#### Problem requirements:
Please report every line in the entries that contains the string "blue".
[Exercise data — start]
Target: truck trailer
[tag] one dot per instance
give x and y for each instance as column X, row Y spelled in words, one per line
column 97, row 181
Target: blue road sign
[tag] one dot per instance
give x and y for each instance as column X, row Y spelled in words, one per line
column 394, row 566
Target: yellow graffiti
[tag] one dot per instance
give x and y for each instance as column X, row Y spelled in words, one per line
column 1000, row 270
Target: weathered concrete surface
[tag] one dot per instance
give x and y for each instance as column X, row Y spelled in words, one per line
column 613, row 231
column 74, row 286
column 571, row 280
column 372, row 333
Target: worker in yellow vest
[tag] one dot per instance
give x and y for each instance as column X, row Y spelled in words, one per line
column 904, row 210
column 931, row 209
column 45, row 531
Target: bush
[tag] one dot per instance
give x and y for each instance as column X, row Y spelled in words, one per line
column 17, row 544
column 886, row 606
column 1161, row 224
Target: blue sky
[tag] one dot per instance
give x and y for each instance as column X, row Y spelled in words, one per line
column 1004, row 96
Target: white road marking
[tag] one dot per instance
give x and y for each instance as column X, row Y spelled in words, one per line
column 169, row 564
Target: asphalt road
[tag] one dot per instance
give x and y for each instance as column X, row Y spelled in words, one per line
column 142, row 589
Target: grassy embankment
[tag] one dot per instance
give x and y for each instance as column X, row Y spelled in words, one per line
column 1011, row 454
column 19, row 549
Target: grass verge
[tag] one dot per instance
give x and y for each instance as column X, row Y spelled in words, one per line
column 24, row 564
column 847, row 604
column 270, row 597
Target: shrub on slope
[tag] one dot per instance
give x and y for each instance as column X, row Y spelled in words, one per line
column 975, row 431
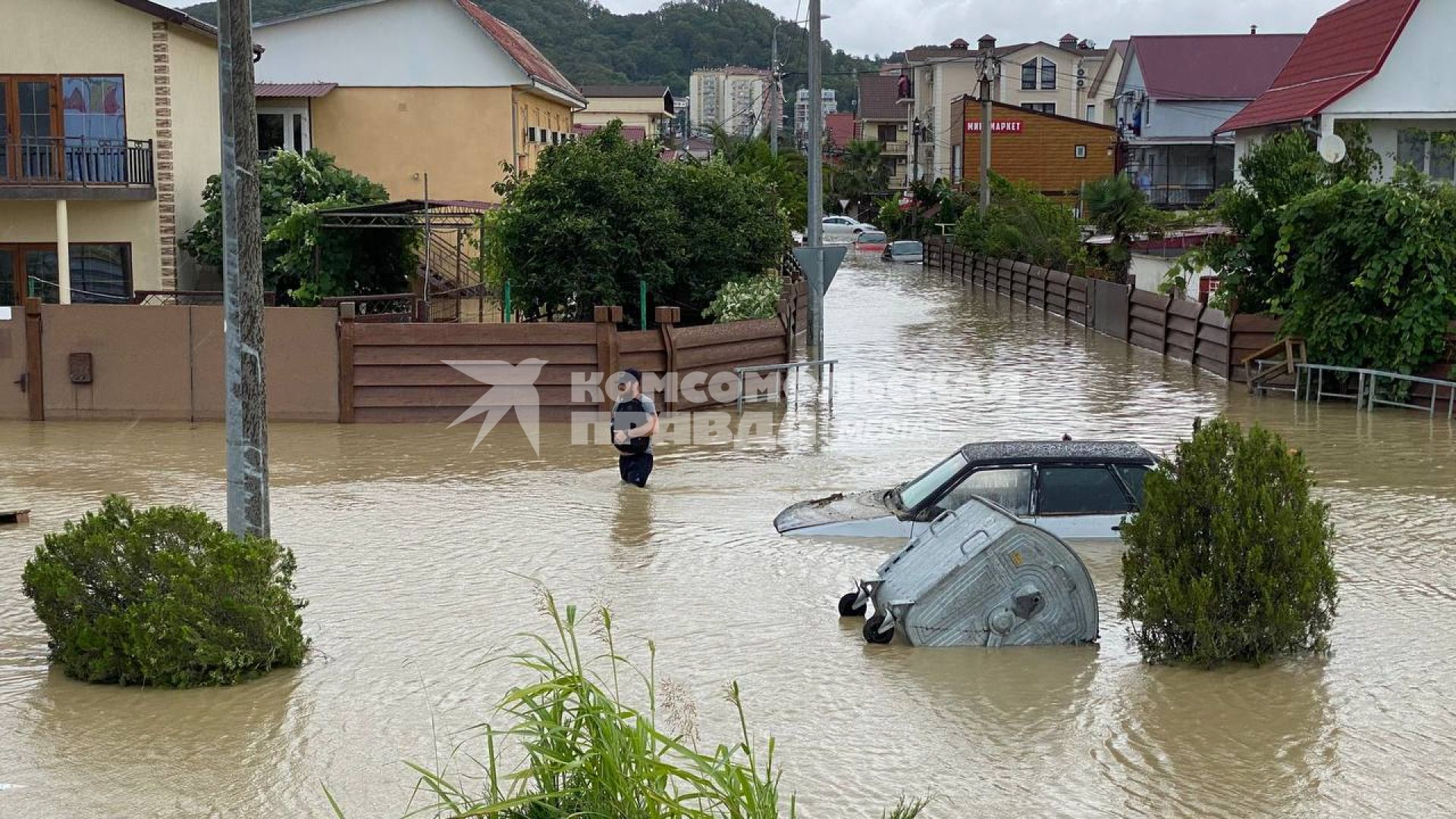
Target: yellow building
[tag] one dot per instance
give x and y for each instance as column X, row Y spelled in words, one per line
column 645, row 111
column 108, row 131
column 405, row 89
[Exercise data — finish]
#### Result:
Target: blue road sign
Target: blue sky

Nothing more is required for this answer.